### TASK TO COMPLETE
Continue the fishing post about alternatives to the parting phrase "tight lines" from the point where it stops.

I loathe the saying “tight lines” – I can remember when people started using it (or possibly when I first noticed it) and I try and avoid it as much as possible. To me it just seems twee or maybe just a wee bit cheesy. Somehow it always makes me feel slightly uncomfortable – a bit like when you meet someone else fishing and you want to know how they are getting on – “Any Joy?” is the standard question, you are assuming that the person when catching a trout is so full of wonder that there heart is full of joy – probably after stalking and casting to a particularly belligerent 8 inch trout that eventually took the dry fly after scaling everything down to a spider web tippet and a microscopic fly – sure I get joyful but I also get a sense of deep satisfaction. However “Any satisfaction?” sounds like you have been trying to score rent boys at some of the more savoury parts of the River Kelvin.
However I digress, I was glad that Murdock decided to come up with some alternatives to the standard parting of “Tight Lines” and would like to add a few more.
Bag Up -oh yes the standard for the boys that fish the competitions on the reservoirs who catch so many trout they require a large bag (possibly a sack) to carry their trout home, once only an English saying it has now came into good old Scotland. You can also turn this into a question for the end of the day – Bag Up?

### DATA SECTION

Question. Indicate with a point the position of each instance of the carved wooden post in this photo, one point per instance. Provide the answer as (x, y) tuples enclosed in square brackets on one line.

### ANSWER TO THE TASK
Kill em’ all – Could be used on the fishery scene where you are paying for the privilege of killing fish (is that not the best part of fishing?) – look pal I have paid for 5 fish and I expect to slaughter the lot and keep the buggers in the freezer. Oh I suppose this can be used as a question as well some people pay for extra killing tickets…..Kill em’ all?
Bent Rods – I suppose this could be taken the wrong way and I am assuming this is why Murdock never came up with it. Oh, to hear a pile of anglers leaving the loch side all shouting out “Bent Rods” – it would bring a tear to my eye that would.
Wet Indicators – This one goes out to one of my fishing buddies who constantly utilises an indicator – you are hoping his indicator is permanently under the water instead of floating along quite happily. Although to be honest I pretty much know his is wet as I can see him hauling them in like a commercial fisherman most of the time.
If you feel embarrassed about saying any standard angling greeting you can also add and extra “n’ all that” to show your slight embarrassment to your hope that the other person does well. Assuming you want the bugger to do well in the first place of course.
I don’t see many people on the river I fish but the odd dog walker sometimes asks ” any luck ” which I think they are implying that I will need a lot of luck to catch anything as they have probably been watching my casting and splashing with amusement.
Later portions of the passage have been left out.